◆ **Required work**
Repeat each entry exactly, but do not carry over the pictures.

◆ **Dataset**
-*-

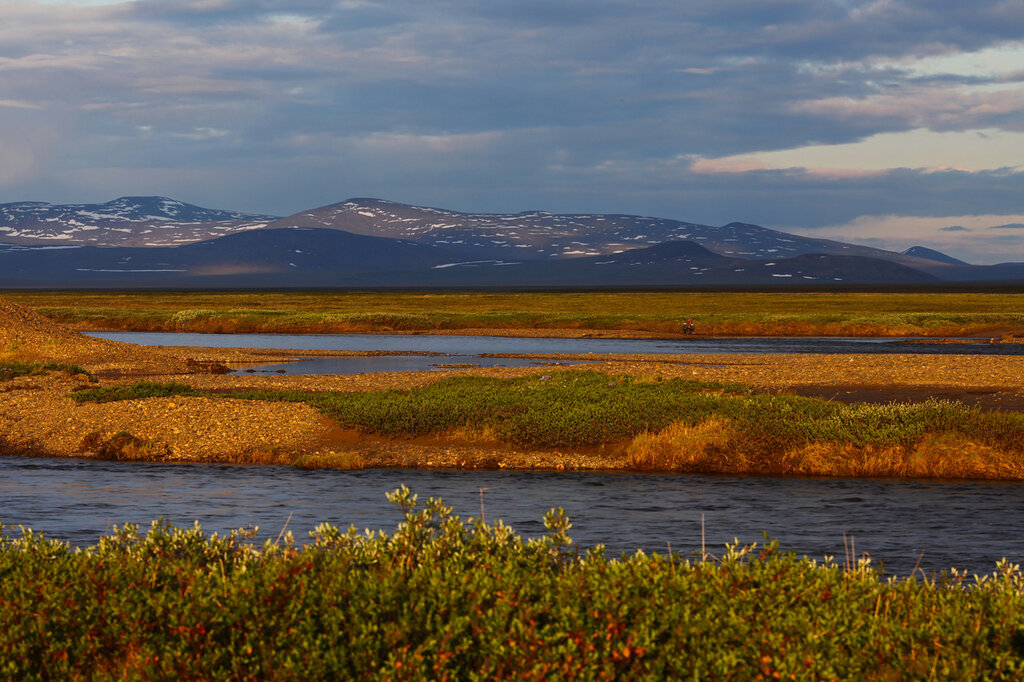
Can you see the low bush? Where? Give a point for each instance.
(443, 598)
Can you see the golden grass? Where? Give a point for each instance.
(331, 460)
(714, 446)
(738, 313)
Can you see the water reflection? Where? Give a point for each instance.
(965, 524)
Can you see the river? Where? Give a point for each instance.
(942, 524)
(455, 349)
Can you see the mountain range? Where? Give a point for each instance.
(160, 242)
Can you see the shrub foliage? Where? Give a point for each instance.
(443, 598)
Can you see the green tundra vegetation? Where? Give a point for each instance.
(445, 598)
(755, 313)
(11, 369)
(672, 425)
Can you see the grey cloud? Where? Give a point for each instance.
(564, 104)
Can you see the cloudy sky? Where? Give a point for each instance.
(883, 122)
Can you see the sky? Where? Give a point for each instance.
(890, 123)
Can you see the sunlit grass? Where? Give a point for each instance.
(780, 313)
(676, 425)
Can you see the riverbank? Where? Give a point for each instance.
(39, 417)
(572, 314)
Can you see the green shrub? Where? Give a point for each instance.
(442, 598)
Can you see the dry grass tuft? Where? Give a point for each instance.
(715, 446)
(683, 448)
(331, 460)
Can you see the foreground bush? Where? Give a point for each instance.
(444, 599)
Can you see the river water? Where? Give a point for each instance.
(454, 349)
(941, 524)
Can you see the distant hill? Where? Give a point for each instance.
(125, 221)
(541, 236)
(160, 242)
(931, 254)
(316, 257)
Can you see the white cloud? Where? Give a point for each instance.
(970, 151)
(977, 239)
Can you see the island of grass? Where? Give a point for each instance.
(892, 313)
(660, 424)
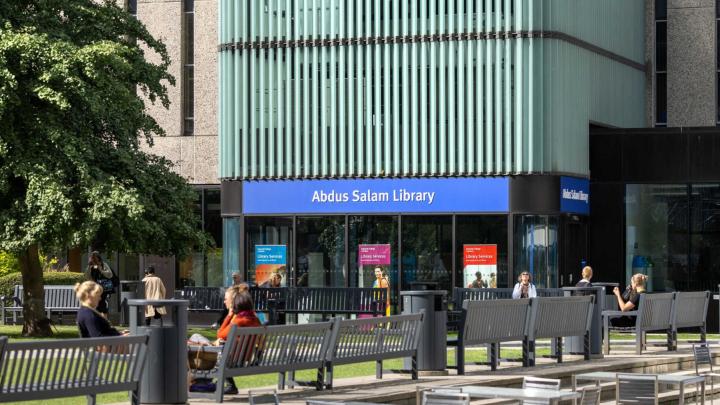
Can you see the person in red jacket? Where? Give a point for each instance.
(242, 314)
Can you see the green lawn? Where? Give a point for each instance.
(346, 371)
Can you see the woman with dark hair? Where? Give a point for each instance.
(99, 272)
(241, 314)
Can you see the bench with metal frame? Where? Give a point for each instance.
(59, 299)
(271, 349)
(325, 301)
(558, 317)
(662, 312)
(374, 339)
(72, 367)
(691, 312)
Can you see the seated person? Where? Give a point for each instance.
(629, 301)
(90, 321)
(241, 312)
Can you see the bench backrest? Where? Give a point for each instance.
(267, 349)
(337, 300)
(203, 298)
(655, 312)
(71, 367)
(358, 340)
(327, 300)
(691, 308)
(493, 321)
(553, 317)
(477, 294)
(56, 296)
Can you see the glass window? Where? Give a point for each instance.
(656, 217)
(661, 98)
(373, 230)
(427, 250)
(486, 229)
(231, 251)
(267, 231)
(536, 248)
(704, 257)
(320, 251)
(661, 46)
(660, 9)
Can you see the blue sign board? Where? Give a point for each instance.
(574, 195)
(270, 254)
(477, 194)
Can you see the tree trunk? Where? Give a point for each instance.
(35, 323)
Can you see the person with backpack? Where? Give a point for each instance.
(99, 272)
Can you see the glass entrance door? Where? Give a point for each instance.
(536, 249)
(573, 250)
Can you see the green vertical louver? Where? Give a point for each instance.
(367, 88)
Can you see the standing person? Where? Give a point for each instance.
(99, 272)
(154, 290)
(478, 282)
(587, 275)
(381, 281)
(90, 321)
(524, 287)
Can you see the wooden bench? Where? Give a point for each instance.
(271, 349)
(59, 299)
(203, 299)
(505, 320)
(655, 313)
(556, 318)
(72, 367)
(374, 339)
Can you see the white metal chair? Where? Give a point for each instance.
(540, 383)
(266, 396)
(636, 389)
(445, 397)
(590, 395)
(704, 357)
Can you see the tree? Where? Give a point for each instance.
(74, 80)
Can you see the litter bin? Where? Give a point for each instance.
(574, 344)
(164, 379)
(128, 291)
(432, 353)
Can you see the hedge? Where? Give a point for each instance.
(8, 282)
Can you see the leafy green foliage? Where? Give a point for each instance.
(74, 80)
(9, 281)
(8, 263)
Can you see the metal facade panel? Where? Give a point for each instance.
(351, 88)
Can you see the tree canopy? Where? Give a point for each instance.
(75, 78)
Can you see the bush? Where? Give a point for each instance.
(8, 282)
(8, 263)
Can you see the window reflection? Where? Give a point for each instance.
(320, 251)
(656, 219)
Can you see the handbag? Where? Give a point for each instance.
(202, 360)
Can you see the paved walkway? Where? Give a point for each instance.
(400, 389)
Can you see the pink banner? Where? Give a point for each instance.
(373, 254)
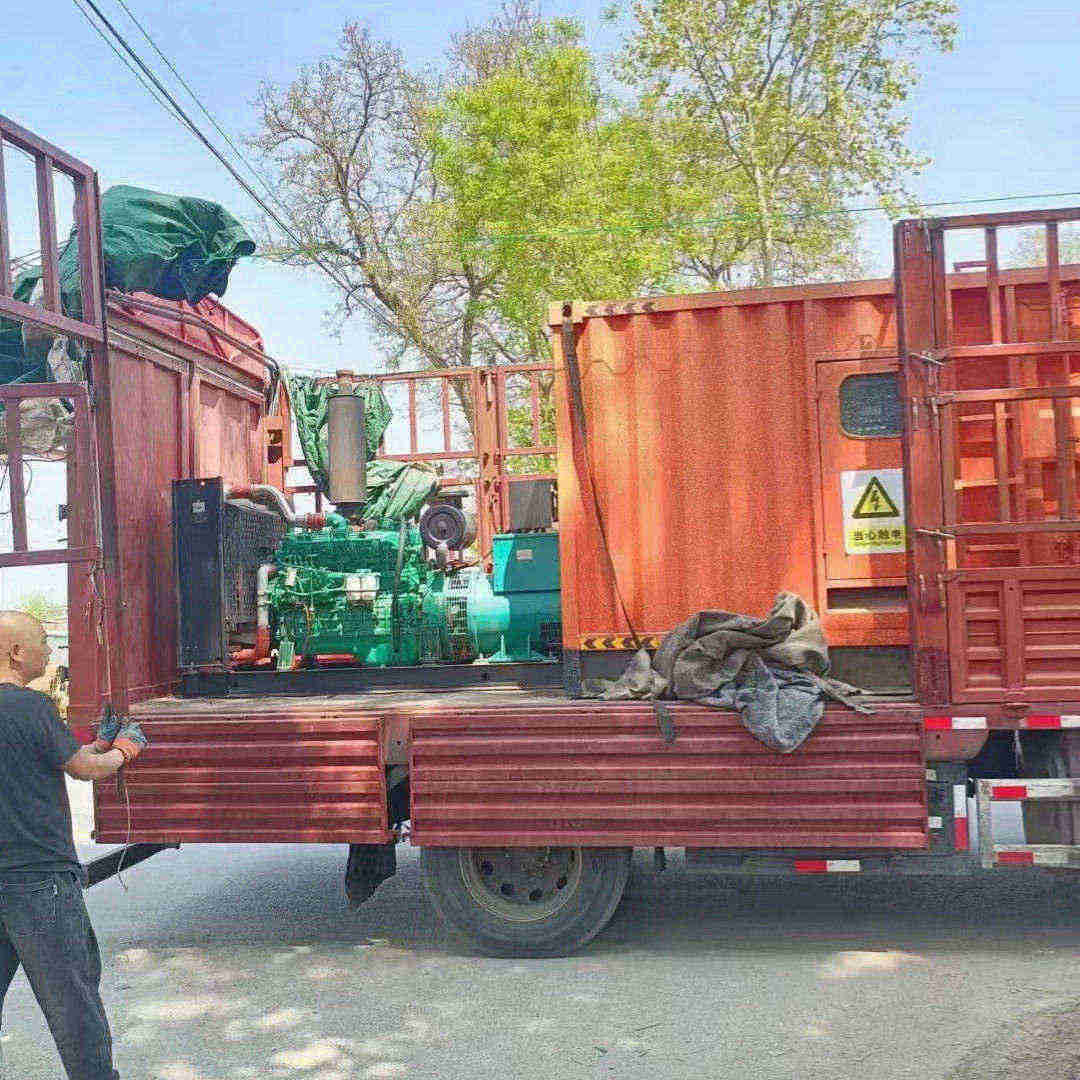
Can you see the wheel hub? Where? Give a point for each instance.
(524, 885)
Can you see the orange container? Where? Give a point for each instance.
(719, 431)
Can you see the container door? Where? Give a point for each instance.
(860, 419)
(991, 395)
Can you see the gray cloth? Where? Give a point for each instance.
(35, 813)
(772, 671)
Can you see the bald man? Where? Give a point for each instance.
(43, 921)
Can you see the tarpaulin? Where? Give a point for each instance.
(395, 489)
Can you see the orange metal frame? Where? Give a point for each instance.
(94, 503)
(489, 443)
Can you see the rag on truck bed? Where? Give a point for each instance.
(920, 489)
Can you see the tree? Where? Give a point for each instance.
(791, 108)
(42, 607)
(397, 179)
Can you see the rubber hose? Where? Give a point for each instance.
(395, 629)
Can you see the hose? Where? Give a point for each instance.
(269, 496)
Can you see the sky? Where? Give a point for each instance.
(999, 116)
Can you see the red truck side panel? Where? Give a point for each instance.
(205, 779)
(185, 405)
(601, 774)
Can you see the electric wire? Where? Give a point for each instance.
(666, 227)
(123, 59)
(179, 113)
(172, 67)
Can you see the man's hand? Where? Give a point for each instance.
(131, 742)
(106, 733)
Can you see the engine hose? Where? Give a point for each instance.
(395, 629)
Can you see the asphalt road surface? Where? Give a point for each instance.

-*-

◆ **Answer to the problem**
Can you see the low bush? Where? Give a point for each instance.
(443, 598)
Can you see the golden grass? Where? Give a point for each instance.
(331, 460)
(714, 446)
(738, 313)
Can you see the water reflection? Where? Give a point for each instance.
(965, 524)
Can you see the river? Where? Give a point for each instance.
(942, 524)
(455, 349)
Can you see the mountain range? Where? Give a point for each instance.
(160, 242)
Can you see the shrub foliage? Where? Give a point for each instance.
(443, 598)
Can you see the green tundra vegetation? Where? Give a point for each instance.
(445, 598)
(755, 313)
(11, 369)
(672, 425)
Can you see the grey cloud? Where? Give a point for each instance.
(564, 104)
Can you see the cloudy sky? Where? Give a point for each instance.
(883, 122)
Can you see the sky? Where? Give a point for each instance.
(890, 123)
Can you see the sunlit grass? Where? Give a point for each instance.
(780, 313)
(676, 425)
Can you see the riverbank? Where? Give a point for each instance.
(39, 417)
(572, 314)
Can you see the green shrub? Where? Give a point for each instance.
(442, 598)
Can you see the dry grass tuft? Where? Give a point for each instance.
(715, 446)
(683, 448)
(331, 460)
Can you see the foreground bush? Where? Give a point for each instance.
(444, 599)
Can you see the river water? Where? Give a point for each instance.
(454, 349)
(941, 524)
Can you see the distant hill? Where? Give a point for each instance.
(125, 221)
(541, 236)
(160, 242)
(931, 254)
(316, 257)
Can you see the white cloud? Where? Give a point for each instance.
(970, 151)
(977, 239)
Can you see the island of grass? Where? Give a point for each instance.
(892, 313)
(660, 424)
Can you see the person in red jacket? Where? Give a point for each instance.
(242, 314)
Can you see the green lawn? Where? Give a point for each instance.
(346, 371)
Can you see the woman with dark hair? Where? Give a point for each instance.
(99, 272)
(241, 314)
Can you see the bench with metal frame? Where? Give a point for each instance.
(59, 299)
(271, 349)
(325, 301)
(558, 317)
(662, 312)
(374, 339)
(72, 367)
(691, 312)
Can you see the seated person? Where? Give a point for each instance.
(629, 301)
(90, 321)
(241, 312)
Can you see the bench backrest? Where? Give a point for each instance.
(267, 349)
(337, 300)
(203, 298)
(655, 312)
(71, 367)
(358, 340)
(327, 300)
(691, 308)
(493, 321)
(553, 317)
(477, 294)
(56, 296)
Can you see the glass window? Where? Give a point for each instance.
(656, 217)
(661, 98)
(373, 230)
(427, 250)
(486, 229)
(231, 251)
(267, 231)
(536, 248)
(704, 257)
(320, 251)
(661, 46)
(660, 9)
Can you see the blue sign board? Where? Give a point for each instance.
(574, 195)
(270, 254)
(477, 194)
Can you see the tree trunk? Where? Give a point for each instance.
(35, 323)
Can you see the person with backpack? Where? Give a point for each instance.
(99, 272)
Can you see the glass entrance door? Where? Give a point for each instance.
(536, 249)
(573, 250)
Can you see the green vertical louver? Where? Give a point for each instance.
(367, 88)
Can you see the standing person? Where? Give a point for each instance.
(99, 272)
(154, 290)
(478, 282)
(587, 275)
(381, 281)
(90, 321)
(524, 287)
Can you see the wooden bench? Where? Give a point for each instance.
(271, 349)
(59, 299)
(203, 299)
(505, 320)
(655, 313)
(556, 318)
(72, 367)
(374, 339)
Can you see the white metal chair? Where? Give a point for each instance.
(540, 383)
(266, 396)
(636, 389)
(445, 397)
(590, 395)
(704, 357)
Can you see the tree? Where? Give a point for each instance.
(74, 80)
Can you see the litter bin? Where? Give a point for each instance.
(574, 344)
(164, 379)
(128, 291)
(432, 353)
Can you see the hedge? Where? Give a point for each instance.
(8, 282)
Can you see the leafy green foliage? Where? Give a point for each instance.
(74, 80)
(9, 281)
(8, 263)
Can you see the metal facade panel? Where? Give a point for each instance.
(351, 88)
Can you see the tree canopy? Where? Give a point for each instance.
(75, 78)
Can you see the bush? Where? Give a point for each instance.
(8, 282)
(8, 263)
Can you see the window reflection? Where? Give a point for each instance.
(320, 251)
(656, 219)
Can you see the handbag? Where? Give a point for each instance.
(202, 360)
Can you see the paved walkway? Where? Give a point for each instance.
(400, 389)
Can you see the pink banner? Where? Give a point for each instance.
(373, 254)
Can you see the wheel hub? Where? Give a point for each instance.
(524, 885)
Can you see the orange container? Where? Give a point for each instance.
(719, 431)
Can you see the container door? Where? Give a point for each instance.
(860, 419)
(991, 395)
Can you see the gray cloth? Where? Give a point for each instance.
(35, 813)
(772, 671)
Can you see the bald man? Where? Give a point for each instance.
(43, 921)
Can you see the tarpaulin? Where? Give a point for each instance.
(395, 489)
Can you see the orange metal frame? Where? Give a point for each instance.
(94, 503)
(489, 443)
Can you see the rag on truck bed? Where? Give a point for each instance.
(920, 489)
Can you see the tree? Where? Give a point for each instance.
(791, 108)
(42, 607)
(397, 179)
Can you see the rubber hose? Where? Give a point for each instance.
(395, 629)
Can you see the hose? Where? Give a point for each instance.
(269, 496)
Can you see the sky? Where? Give a point for each instance.
(999, 116)
Can you see the red truck side panel? Where? Give a point for each instance.
(205, 779)
(185, 405)
(601, 774)
Can you see the electric wire? Where? Give a point for each instance.
(666, 227)
(123, 59)
(179, 113)
(172, 67)
Can you see the man's hand? Where? Give a point for each instance.
(131, 742)
(106, 733)
Can you see the engine hose? Where? Give a point for each instance.
(395, 629)
Can you see the asphalt road surface? Where? Give a point for each instance.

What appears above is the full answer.